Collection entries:
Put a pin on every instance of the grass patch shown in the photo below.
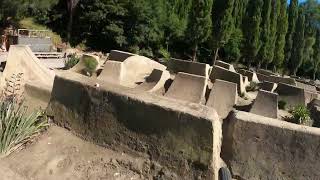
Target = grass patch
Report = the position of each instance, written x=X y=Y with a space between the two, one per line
x=300 y=115
x=16 y=126
x=29 y=23
x=71 y=61
x=90 y=63
x=282 y=104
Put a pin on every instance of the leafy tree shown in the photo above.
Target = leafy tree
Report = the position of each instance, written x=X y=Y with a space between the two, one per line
x=200 y=23
x=298 y=45
x=252 y=30
x=223 y=24
x=282 y=28
x=292 y=18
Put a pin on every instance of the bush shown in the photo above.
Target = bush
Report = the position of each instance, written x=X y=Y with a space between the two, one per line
x=301 y=115
x=71 y=61
x=252 y=87
x=282 y=104
x=165 y=54
x=90 y=63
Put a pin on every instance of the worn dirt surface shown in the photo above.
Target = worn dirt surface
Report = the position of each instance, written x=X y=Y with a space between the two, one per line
x=58 y=154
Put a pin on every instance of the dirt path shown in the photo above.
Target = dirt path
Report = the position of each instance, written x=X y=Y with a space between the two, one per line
x=58 y=154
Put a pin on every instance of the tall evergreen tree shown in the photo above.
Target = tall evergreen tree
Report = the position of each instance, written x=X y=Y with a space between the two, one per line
x=282 y=28
x=265 y=32
x=292 y=18
x=252 y=30
x=223 y=24
x=199 y=26
x=275 y=12
x=316 y=55
x=298 y=45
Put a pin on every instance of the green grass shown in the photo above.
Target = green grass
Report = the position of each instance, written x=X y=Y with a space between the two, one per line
x=17 y=127
x=29 y=23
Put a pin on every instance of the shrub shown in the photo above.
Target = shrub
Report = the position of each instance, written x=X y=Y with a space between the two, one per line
x=90 y=63
x=165 y=54
x=71 y=61
x=252 y=87
x=301 y=115
x=282 y=104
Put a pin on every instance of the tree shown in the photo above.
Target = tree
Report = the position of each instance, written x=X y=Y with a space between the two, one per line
x=200 y=24
x=223 y=24
x=282 y=28
x=316 y=55
x=71 y=4
x=265 y=32
x=252 y=30
x=275 y=12
x=298 y=45
x=292 y=18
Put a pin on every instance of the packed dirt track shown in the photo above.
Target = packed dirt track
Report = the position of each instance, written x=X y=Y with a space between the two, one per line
x=59 y=155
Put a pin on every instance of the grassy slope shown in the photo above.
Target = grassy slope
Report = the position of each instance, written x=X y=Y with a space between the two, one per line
x=29 y=23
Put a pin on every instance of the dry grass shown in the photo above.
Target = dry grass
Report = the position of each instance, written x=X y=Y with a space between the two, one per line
x=29 y=23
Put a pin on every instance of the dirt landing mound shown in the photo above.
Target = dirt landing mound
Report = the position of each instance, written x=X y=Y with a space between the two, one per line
x=60 y=155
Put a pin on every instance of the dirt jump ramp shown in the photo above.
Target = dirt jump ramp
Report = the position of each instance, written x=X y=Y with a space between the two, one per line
x=22 y=60
x=266 y=104
x=268 y=86
x=223 y=97
x=225 y=65
x=155 y=82
x=292 y=95
x=131 y=72
x=116 y=55
x=226 y=75
x=80 y=67
x=178 y=65
x=170 y=132
x=188 y=87
x=252 y=76
x=112 y=72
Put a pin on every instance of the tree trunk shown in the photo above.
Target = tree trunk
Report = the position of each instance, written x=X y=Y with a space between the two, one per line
x=216 y=54
x=274 y=68
x=259 y=65
x=70 y=22
x=194 y=55
x=71 y=6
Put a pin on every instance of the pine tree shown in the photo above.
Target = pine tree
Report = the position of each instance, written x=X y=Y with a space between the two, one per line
x=199 y=26
x=292 y=18
x=298 y=45
x=282 y=28
x=273 y=31
x=316 y=55
x=223 y=24
x=252 y=30
x=265 y=32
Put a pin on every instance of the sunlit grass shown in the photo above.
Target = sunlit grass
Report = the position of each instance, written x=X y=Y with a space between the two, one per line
x=29 y=23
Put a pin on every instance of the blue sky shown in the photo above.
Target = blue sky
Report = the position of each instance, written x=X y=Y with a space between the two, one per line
x=299 y=1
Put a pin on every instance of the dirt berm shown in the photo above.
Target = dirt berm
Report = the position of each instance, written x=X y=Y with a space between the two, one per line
x=256 y=147
x=184 y=137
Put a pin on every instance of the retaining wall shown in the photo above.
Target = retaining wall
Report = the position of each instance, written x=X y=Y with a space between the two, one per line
x=255 y=147
x=184 y=137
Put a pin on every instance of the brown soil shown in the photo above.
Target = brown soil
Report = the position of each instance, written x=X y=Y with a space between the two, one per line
x=57 y=154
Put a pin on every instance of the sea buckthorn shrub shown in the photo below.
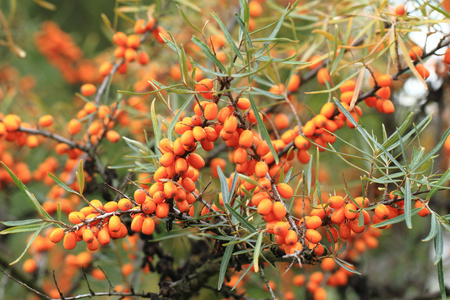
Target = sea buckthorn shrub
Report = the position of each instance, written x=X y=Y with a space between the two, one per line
x=263 y=149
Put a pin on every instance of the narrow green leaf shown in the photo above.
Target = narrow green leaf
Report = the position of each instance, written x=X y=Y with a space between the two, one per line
x=205 y=49
x=80 y=176
x=345 y=265
x=263 y=129
x=408 y=203
x=30 y=197
x=433 y=229
x=29 y=243
x=62 y=184
x=20 y=222
x=440 y=269
x=223 y=185
x=23 y=228
x=397 y=219
x=257 y=252
x=188 y=21
x=224 y=265
x=228 y=37
x=444 y=178
x=438 y=245
x=240 y=218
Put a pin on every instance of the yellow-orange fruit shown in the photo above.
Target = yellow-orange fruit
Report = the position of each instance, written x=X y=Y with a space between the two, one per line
x=230 y=125
x=76 y=217
x=243 y=103
x=350 y=211
x=313 y=222
x=199 y=133
x=29 y=266
x=149 y=207
x=384 y=80
x=246 y=139
x=88 y=236
x=278 y=210
x=205 y=88
x=136 y=224
x=281 y=228
x=323 y=76
x=336 y=201
x=148 y=226
x=70 y=240
x=285 y=190
x=113 y=136
x=424 y=73
x=291 y=238
x=88 y=89
x=211 y=110
x=382 y=212
x=415 y=52
x=110 y=206
x=74 y=126
x=162 y=210
x=347 y=86
x=57 y=235
x=45 y=121
x=124 y=204
x=313 y=236
x=265 y=207
x=114 y=223
x=447 y=54
x=120 y=39
x=196 y=161
x=103 y=237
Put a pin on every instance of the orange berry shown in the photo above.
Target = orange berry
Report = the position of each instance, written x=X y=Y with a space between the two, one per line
x=113 y=136
x=211 y=111
x=162 y=210
x=265 y=207
x=143 y=58
x=136 y=224
x=196 y=161
x=205 y=88
x=70 y=240
x=29 y=266
x=291 y=237
x=74 y=126
x=281 y=228
x=323 y=75
x=384 y=80
x=148 y=226
x=114 y=224
x=88 y=236
x=294 y=83
x=278 y=210
x=45 y=121
x=447 y=55
x=313 y=222
x=133 y=41
x=103 y=237
x=88 y=89
x=120 y=39
x=124 y=204
x=243 y=104
x=415 y=52
x=400 y=10
x=350 y=211
x=313 y=236
x=285 y=190
x=347 y=86
x=57 y=235
x=336 y=201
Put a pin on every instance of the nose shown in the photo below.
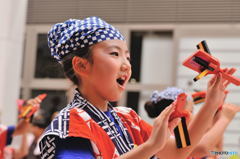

Problem details:
Scan the data above; copy every line where "trunk" appears.

The completed task:
Put a pin on every instance of the tree trunk shown in the photo above.
Target = tree trunk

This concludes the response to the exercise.